- _Provided passage_
In the case of investing, deciphering a few key terms is all it takes to become a successful and confident investor. We’ve compiled important key terms for you to become familiar with so you can better understand your investments.

Asset Allocation

There are three main types of assets. Stocks, bonds and cash. Asset allocation is the pie chart: how much you have in stocks, how much in bonds and how much in cash. Stocks historically provide the biggest gains over time, but that includes periods when they lose value. That’s where bonds and cash come in handy: they don’t earn as much as stocks over the long-term, but they also don’t suffer big losses. They will help you –and your portfolio—live through stock bear markets.

There is no single “right” allocation for investments. If your investing goal is decades away, you might want to keep as much as 80 percent in stocks and the rest in bonds and cash. As a general rule, as retirement nears, having 50 percent or more in bonds can make sense. There are free online “asset allocation” tools that can help you explore the right mix.

Diversification

Asset allocation is one type of diversification; rather than having all your money in stocks or all your money in bonds/cash you are spreading your money among different assets. The next level of diversification is equally important: how many stocks and bonds you own. More is better. If you own just a handful of stocks, if one blows up, your portfolio is going to take a big hit.

If you own hundreds or thousands of stocks, that diversification will protect you from any single stock wreaking havoc. Mutual funds and Exchange Traded Funds (ETFs) make diversification easy. Each fund or ETF owns hundreds, and often thousands of individual stocks or bonds. For example a fund that tracks the S&P 500 stock index, will own shares in all 500 stocks. If you save for retirement through a workplace plan, you are no doubt investing in diversified fund portfolios.

You might also want to consider adding additional layers of diversification, such as investing in international markets, or mixing the size of the companies you invest in. Large multinational firms tend to get plenty of investor attention, but smaller companies have, over the long-term delivered stronger gains, though with a bumpier ride.

Expense Ratio

The expense ratio is the annual fee every fund and ETF charges you so you can be a shareholder. It is expressed as a percentage. Low-cost funds and ETFs can have expense ratios of 0.20 percent or lower. Others may charge more than one percent a year. Granted, that sounds like very small potatoes versus kind-of small potatoes. It is anything but! Investing in funds with lower expense ratios can give you tens of thousands of dollars more come retirement.

You won’t see the expense ratio deducted on your statements. It is a fee the fund and ETF shaves off from its gross return. For instance, if a fund has a 10 percent gross return, and the expense ratio is 0.50 percent, the return you will see in your statement, or reported online, will be 9.5 percent.

That said, it is easy to fund the expense ratio online. You can do a quick search of a specific fund or ETF and the “quote” page will likely report the expense ratio.

- _Data records_
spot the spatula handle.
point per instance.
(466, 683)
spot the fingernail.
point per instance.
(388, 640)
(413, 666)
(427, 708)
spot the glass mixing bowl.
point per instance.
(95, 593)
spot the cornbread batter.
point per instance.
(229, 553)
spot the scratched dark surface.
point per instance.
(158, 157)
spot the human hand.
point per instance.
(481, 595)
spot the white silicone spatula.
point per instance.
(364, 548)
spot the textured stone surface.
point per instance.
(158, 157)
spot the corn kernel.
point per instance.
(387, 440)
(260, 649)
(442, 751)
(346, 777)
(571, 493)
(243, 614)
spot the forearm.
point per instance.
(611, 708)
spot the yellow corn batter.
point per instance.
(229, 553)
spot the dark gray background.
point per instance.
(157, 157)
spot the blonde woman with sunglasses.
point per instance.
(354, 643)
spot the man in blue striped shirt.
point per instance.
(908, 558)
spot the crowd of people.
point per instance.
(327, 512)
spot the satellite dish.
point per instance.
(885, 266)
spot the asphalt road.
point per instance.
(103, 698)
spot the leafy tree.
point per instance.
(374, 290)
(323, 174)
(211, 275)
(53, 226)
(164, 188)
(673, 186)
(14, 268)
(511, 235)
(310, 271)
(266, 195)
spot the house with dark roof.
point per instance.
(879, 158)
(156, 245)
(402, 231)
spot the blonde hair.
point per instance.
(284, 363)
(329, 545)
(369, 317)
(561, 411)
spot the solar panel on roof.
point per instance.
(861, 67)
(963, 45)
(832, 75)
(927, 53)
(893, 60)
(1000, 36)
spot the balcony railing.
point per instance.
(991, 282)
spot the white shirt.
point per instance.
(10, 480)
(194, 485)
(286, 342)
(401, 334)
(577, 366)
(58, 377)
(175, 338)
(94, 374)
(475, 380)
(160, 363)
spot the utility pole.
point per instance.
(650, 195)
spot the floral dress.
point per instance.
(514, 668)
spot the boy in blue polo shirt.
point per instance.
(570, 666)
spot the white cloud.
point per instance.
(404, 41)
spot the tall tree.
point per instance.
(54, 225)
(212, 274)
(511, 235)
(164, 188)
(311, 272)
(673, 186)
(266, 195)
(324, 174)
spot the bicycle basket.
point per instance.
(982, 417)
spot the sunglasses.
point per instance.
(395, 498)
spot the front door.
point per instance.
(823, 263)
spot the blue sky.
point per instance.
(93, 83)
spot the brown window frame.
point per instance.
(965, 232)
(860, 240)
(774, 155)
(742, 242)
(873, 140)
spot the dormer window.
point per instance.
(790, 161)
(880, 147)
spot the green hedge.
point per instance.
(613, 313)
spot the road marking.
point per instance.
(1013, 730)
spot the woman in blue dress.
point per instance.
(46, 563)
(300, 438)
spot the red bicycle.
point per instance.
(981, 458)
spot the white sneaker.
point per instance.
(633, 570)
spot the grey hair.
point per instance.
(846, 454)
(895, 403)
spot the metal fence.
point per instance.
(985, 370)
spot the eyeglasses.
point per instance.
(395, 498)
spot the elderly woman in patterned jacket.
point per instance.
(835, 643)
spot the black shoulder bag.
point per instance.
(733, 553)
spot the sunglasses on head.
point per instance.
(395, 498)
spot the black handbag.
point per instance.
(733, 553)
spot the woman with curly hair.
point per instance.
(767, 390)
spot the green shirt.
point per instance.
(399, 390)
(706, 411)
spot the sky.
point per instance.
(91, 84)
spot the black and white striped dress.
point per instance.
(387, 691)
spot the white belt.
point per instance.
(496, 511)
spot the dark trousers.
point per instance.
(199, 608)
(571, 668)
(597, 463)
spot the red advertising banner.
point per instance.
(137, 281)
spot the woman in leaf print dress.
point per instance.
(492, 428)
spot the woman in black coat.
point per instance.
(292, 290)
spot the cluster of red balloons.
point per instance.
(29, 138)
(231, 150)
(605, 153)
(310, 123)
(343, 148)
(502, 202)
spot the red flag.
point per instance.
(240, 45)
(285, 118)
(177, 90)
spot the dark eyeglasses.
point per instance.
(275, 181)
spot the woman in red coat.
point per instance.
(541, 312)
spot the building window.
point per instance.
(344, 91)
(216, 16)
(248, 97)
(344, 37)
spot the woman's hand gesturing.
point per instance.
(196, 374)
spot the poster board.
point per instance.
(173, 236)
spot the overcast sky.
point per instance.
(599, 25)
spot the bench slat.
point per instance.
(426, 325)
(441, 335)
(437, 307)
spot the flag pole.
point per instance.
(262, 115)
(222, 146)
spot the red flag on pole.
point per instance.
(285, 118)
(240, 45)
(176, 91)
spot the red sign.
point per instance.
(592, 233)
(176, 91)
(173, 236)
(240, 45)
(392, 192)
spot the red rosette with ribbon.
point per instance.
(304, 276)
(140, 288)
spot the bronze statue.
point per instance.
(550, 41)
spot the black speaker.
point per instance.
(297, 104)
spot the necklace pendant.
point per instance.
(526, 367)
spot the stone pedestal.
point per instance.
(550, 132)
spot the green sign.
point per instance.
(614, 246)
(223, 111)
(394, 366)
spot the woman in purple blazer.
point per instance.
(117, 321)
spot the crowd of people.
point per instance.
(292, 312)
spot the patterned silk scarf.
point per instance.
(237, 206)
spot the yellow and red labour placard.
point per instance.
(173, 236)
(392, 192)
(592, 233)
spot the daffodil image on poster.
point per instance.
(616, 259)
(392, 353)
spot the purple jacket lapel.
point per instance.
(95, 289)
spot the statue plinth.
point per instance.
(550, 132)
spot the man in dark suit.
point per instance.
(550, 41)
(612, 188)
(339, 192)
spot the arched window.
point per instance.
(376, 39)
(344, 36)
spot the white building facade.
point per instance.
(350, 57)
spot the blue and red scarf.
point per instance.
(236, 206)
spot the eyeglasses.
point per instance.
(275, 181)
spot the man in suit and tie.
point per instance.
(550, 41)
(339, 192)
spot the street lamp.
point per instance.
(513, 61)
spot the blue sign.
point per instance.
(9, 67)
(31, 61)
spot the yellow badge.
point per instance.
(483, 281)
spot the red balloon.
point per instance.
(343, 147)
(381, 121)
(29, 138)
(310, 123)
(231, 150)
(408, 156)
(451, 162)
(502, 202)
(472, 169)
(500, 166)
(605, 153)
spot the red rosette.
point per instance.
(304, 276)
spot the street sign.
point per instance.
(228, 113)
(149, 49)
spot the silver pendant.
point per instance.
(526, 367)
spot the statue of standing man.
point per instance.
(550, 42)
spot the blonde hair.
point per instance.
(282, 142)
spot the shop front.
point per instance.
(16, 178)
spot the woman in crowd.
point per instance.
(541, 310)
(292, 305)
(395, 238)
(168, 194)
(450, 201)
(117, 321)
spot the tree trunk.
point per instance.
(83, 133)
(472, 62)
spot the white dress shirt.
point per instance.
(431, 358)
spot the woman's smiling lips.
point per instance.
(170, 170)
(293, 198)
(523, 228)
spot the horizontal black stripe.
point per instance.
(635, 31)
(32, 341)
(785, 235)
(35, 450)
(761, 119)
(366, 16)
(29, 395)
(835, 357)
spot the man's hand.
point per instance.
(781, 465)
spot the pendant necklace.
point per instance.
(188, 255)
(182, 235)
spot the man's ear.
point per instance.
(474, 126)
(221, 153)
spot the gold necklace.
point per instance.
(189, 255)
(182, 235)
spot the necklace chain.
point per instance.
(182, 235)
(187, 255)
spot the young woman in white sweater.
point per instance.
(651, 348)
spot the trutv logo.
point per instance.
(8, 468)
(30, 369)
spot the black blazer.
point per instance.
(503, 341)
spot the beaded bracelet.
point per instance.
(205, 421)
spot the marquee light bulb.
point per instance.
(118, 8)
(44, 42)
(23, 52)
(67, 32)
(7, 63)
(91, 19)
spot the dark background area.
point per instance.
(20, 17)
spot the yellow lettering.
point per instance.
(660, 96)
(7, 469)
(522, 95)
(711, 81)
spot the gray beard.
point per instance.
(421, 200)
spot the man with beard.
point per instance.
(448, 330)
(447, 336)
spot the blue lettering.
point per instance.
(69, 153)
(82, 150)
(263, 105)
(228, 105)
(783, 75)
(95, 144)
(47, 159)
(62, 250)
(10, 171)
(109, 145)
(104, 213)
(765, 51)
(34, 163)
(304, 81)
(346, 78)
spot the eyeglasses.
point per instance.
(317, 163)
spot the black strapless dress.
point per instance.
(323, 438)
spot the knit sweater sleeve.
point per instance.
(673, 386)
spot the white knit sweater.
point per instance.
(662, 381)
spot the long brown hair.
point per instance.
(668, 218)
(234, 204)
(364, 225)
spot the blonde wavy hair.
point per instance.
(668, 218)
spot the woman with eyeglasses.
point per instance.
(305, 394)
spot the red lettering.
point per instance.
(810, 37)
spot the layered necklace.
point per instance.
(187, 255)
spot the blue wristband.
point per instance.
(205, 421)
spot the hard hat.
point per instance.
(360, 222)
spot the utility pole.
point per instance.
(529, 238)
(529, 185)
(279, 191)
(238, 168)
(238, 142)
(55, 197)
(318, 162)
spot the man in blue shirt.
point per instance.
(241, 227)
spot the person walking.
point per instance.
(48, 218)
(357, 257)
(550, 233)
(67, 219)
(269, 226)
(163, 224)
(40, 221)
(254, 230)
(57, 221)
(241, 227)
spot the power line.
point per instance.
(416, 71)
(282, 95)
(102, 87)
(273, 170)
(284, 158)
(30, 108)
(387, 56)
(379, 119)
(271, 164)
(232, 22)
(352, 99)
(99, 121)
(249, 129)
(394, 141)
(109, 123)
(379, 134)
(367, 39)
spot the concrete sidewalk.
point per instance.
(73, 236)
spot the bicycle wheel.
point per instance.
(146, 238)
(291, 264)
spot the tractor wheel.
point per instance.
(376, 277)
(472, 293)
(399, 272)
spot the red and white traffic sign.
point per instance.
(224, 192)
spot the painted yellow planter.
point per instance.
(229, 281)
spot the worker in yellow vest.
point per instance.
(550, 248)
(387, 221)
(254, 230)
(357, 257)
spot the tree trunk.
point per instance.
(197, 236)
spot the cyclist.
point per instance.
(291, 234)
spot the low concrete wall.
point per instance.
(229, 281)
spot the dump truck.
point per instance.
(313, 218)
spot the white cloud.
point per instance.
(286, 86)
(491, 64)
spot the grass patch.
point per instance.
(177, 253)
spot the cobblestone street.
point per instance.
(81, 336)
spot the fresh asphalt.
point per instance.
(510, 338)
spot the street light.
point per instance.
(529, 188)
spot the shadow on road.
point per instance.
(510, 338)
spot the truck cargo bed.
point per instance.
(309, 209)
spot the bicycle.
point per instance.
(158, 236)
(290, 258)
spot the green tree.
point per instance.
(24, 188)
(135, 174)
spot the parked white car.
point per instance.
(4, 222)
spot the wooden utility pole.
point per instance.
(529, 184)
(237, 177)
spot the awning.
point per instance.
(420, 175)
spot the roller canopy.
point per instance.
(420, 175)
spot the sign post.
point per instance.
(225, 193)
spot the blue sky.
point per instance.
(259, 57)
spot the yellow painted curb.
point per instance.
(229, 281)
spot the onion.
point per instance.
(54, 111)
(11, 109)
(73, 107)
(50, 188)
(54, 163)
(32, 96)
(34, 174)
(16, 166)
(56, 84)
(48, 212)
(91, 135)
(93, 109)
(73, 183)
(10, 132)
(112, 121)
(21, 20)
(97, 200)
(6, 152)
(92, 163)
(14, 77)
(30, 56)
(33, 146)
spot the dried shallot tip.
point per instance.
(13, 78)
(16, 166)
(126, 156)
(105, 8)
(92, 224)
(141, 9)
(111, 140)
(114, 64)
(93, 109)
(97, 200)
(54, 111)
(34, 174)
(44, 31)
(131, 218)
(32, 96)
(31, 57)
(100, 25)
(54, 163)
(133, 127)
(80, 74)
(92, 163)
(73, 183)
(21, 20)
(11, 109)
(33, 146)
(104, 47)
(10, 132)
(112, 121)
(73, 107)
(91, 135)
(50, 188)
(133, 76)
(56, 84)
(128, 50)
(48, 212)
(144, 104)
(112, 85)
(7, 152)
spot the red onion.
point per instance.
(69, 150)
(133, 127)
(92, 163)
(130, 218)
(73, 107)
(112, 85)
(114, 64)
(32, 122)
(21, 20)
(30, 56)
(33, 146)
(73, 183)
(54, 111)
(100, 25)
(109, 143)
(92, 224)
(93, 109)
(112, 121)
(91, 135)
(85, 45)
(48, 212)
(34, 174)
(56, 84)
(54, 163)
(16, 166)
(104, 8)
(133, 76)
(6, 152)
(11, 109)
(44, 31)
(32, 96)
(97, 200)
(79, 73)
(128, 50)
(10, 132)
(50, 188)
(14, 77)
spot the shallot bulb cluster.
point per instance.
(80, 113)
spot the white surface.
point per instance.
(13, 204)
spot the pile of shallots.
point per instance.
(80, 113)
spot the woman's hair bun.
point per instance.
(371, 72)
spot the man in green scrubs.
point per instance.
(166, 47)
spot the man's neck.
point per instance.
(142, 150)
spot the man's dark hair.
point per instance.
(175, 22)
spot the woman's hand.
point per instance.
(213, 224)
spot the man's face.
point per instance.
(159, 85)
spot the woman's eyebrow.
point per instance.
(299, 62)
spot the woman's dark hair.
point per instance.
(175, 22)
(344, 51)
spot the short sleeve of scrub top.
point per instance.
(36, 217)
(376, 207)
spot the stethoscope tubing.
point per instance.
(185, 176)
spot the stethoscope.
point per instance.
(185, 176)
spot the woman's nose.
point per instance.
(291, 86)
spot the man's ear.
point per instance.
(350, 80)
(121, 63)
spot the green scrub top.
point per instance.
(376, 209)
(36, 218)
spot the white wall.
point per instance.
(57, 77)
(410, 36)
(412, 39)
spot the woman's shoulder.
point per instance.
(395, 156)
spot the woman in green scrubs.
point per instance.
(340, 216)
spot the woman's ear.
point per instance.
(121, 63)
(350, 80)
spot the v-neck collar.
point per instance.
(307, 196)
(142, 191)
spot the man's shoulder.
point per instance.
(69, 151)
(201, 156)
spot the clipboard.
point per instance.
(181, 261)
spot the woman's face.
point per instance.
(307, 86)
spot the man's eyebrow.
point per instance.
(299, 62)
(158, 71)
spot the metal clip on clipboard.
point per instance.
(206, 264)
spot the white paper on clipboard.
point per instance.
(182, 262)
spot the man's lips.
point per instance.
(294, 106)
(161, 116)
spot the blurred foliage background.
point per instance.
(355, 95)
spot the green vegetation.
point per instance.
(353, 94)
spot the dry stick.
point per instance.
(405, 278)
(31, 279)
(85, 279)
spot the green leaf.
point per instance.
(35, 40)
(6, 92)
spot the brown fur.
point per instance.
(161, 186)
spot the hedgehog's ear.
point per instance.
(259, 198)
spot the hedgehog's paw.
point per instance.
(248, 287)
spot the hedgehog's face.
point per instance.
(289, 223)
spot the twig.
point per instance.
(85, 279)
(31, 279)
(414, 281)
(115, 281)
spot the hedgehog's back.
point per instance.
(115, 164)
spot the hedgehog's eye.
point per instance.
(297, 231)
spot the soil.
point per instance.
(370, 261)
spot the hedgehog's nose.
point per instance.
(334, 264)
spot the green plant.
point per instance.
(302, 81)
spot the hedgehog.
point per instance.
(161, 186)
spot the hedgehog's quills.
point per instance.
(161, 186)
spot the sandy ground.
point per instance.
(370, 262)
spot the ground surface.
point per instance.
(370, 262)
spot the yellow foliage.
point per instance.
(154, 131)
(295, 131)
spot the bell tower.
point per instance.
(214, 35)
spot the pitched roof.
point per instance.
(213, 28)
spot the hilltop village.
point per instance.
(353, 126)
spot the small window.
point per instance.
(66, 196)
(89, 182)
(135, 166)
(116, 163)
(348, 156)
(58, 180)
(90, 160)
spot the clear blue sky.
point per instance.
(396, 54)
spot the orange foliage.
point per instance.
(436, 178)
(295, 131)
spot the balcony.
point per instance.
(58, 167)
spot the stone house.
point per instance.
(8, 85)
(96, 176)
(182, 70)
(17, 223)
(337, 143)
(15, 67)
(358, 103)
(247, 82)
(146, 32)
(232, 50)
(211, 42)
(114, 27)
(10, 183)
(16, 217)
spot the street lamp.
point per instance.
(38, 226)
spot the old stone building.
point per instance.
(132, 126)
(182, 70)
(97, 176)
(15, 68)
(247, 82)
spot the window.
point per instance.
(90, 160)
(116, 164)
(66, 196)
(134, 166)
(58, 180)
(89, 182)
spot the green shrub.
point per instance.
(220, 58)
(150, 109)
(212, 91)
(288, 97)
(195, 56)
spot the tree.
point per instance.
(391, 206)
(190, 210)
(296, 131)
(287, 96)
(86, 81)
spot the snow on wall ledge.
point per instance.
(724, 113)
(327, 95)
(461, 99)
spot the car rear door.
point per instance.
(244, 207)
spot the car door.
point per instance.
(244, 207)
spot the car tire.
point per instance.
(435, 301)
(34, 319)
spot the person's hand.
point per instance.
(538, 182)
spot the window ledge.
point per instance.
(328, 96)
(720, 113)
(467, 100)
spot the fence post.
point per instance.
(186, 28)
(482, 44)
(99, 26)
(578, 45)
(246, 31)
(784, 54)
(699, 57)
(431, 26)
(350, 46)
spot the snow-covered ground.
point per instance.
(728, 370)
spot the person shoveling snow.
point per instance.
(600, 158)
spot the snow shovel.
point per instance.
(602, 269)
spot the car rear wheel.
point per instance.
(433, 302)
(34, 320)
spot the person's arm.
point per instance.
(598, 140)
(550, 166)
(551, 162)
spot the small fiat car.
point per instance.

- _Your goal_
Answer these questions using the passage on investing terms.
1. What are the three main types of assets?
2. In how many stocks does a fund that tracks the S&P 500 stock index own shares?
3. With a 10 percent gross return and a 0.50 percent expense ratio, what return appears in the statement?

- _Written solution_
1. Stocks, bonds and cash.
2. All 500 stocks.
3. 9.5 percent.